3.2 Constitutive Relations

The nonlinear stress–strain relations of FSDT with porosity are based on the generalized Hooke's law (Keleshteri and Jelovica 2020):

$$ \begin{gathered} \left( {\begin{array}{*{20}c} {\sigma_{x}^{sh} } \\ {\sigma_{y}^{sh} } \\ {\tau_{xy}^{sh} } \\ {\tau_{xz}^{sh} } \\ {\tau_{yz}^{sh} } \\ \end{array} } \right) = \left[ {\begin{array}{*{20}c} {C_{11} } & {C_{12} } & 0 & 0 & 0 \\ {C_{12} } & {C_{22} } & 0 & 0 & 0 \\ 0 & 0 & {C_{44} } & 0 & 0 \\ 0 & 0 & 0 & {C_{55} } & 0 \\ 0 & 0 & 0 & 0 & {C_{66} } \\ \end{array} } \right]\left( {\begin{array}{*{20}c} {\varepsilon_{x} } \\ {\varepsilon_{y} } \\ {\gamma_{xy} } \\ {\gamma_{xz} } \\ {\gamma_{yz} } \\ \end{array} } \right) \hfill \\ C_{11} = C_{22} = \frac{E(z)}{{1 - \nu^{2} }},C_{12} = \frac{\nu E(z)}{{1 - \nu^{2} }},C_{44} = C_{55} = C_{66} = \frac{E(z)}{{2(1 + \nu )}} \hfill \\ \end{gathered} $$

(10)

The resultant of the forces and moments is gained as follows:

$$ N_{x} = I_{10} \varepsilon_{x}^{ \circ } + I_{20} \varepsilon_{y}^{ \circ } + I_{11} \frac{{\partial \phi_{x} }}{\partial x} + I_{21} \frac{{\partial \phi_{y} }}{\partial y}, $$

(11a)

Goal 1
Answer these questions about the excerpt on constitutive relations:
(a) What law are the nonlinear stress–strain relations of FSDT with porosity based on?
(b) Which three stiffness terms are all set equal to E(z) divided by 2(1 + ν)?
(c) What equation number is given to the expression for N_x?
The text above and the entries that follow have no connection to each other.

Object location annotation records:

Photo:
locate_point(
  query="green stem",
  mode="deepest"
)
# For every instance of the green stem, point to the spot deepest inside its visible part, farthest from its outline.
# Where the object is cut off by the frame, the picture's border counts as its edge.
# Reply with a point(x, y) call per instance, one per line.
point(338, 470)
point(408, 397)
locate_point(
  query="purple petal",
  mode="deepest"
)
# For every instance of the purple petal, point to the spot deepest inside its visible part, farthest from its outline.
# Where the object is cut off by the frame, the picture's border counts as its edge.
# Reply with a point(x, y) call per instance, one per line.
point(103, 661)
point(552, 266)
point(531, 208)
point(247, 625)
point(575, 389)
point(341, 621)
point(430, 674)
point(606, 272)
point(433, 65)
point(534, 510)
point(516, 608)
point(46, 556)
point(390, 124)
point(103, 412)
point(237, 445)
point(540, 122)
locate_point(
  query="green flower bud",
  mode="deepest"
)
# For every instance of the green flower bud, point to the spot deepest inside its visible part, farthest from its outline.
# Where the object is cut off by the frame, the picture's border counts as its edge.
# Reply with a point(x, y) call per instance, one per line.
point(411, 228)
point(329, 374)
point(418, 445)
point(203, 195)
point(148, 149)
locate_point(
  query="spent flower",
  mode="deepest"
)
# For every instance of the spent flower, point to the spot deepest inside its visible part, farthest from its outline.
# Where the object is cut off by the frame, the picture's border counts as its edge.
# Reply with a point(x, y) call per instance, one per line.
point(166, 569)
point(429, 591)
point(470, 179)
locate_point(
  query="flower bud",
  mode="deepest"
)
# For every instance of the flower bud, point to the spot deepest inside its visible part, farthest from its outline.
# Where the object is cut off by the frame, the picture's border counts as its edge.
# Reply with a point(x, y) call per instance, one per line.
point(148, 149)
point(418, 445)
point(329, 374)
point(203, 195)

Goal 2
Tally the lines of the entries that contain the string "inside", and reply with the number alone.

Task answer 1
(a) The generalized Hooke's law.
(b) C44, C55 and C66.
(c) (11a).

Task answer 2
5